▸ **Requirement**
Copy each line below exactly as it appears. Pictures are to be omitted.
____________________
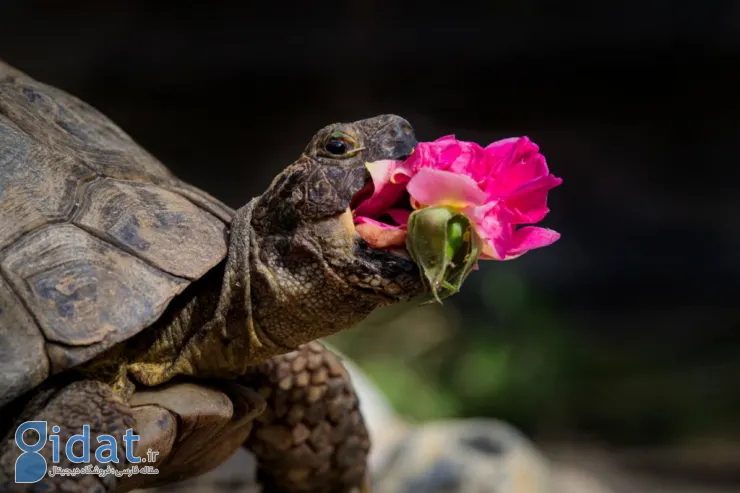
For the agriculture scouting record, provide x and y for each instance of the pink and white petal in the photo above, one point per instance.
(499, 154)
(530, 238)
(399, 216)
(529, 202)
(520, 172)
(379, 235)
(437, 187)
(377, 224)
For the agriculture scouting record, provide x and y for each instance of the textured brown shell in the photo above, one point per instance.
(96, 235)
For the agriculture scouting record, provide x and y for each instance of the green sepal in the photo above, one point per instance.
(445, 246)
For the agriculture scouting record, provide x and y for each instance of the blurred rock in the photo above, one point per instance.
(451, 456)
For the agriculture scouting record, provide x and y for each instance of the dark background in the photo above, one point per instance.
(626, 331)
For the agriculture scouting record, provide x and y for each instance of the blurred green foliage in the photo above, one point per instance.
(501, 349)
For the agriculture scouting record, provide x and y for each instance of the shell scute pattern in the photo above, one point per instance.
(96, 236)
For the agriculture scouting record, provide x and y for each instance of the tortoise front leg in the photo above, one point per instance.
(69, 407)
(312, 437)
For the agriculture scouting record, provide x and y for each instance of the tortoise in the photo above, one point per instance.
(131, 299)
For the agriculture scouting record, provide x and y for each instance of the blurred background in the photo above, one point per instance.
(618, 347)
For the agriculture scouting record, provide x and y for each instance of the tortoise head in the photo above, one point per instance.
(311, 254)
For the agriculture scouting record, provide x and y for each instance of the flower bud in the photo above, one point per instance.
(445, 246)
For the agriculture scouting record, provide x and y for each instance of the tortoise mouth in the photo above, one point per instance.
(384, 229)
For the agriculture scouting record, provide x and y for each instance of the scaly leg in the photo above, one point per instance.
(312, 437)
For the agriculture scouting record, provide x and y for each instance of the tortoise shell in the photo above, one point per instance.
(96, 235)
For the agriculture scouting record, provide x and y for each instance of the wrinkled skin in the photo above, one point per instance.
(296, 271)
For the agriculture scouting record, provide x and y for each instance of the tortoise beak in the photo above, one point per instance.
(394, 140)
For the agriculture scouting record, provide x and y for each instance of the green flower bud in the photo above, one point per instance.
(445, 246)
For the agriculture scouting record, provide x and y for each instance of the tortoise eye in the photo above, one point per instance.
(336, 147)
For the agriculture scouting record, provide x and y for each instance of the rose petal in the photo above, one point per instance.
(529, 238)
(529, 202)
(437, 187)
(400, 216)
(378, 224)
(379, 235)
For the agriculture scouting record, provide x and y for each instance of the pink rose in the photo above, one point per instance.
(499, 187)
____________________
▸ **Answer box**
For the agriculture scouting record, provide x and y for each instance of the pink and white petal in the photo above, one point per instance.
(499, 154)
(530, 238)
(399, 216)
(529, 202)
(520, 172)
(379, 235)
(437, 187)
(377, 224)
For the agriculture scouting record, provide x and y for each instance of the textured brown shell in the photo above, one point per instance.
(96, 235)
For the agriculture scouting record, provide x and y for each instance of the green sepal in the photo above, one point per instance.
(445, 246)
For the agriculture scouting record, provide x and y for each instance of the blurred rock in the photo above, one point per instance.
(451, 456)
For the agriculture scouting record, provide x and y for each instance of the dark background in the photo above, one point per instance.
(626, 331)
For the agriculture scouting record, provide x and y for each instance of the blurred green foliage in the photo above, one point per instance.
(501, 349)
For the agriculture scouting record, provide x and y for each instance of the shell scute pattern in the photo above, one point per instance.
(96, 236)
For the agriculture scouting record, provide x and y for each instance of the tortoise front leg in the photo above, one point per instance.
(69, 407)
(312, 437)
For the agriculture scouting record, provide x and y for each instance of the tortoise in the photo above, one point per instance.
(131, 299)
For the agriculture scouting record, provide x and y for each instance of the blurred background in the photo above, one point per instance.
(618, 347)
For the agriculture scouting record, provide x and y for each instance of the tortoise head in the photo above, one point per instance.
(311, 254)
For the agriculture scouting record, provide x and y for each instance of the flower bud in the photo above, one point per instance.
(445, 246)
For the agriculture scouting record, provide x and y for each instance of the tortoise mouth in the photo above, one point per instance.
(384, 229)
For the agriculture scouting record, provide x and y for each instance of the scaly leg in the photo above, one point per instance.
(312, 437)
For the agriculture scouting record, provide x and y for each instance of the tortoise shell in the photo above, one point per instance.
(96, 235)
For the agriculture scouting record, provide x and y for each instance of the wrinkled skin in the photo above, one point per instance.
(296, 271)
For the agriculture scouting record, provide x and y for each instance of the tortoise beak in the photo above, one point per instance.
(394, 140)
For the agriculture scouting record, provide x and y for each instance of the green flower bud in the photo above, one point per instance.
(445, 246)
For the agriculture scouting record, provide x and y for each instance of the tortoise eye in the photo above, one point per instance.
(336, 147)
For the agriculture scouting record, provide x and y for each instance of the rose petal in the photo above, one point per instance.
(529, 238)
(529, 202)
(437, 187)
(400, 216)
(378, 224)
(379, 235)
For the agriculture scouting record, provide x and y for each instance of the pink rose in the photo above, one point per instance.
(499, 187)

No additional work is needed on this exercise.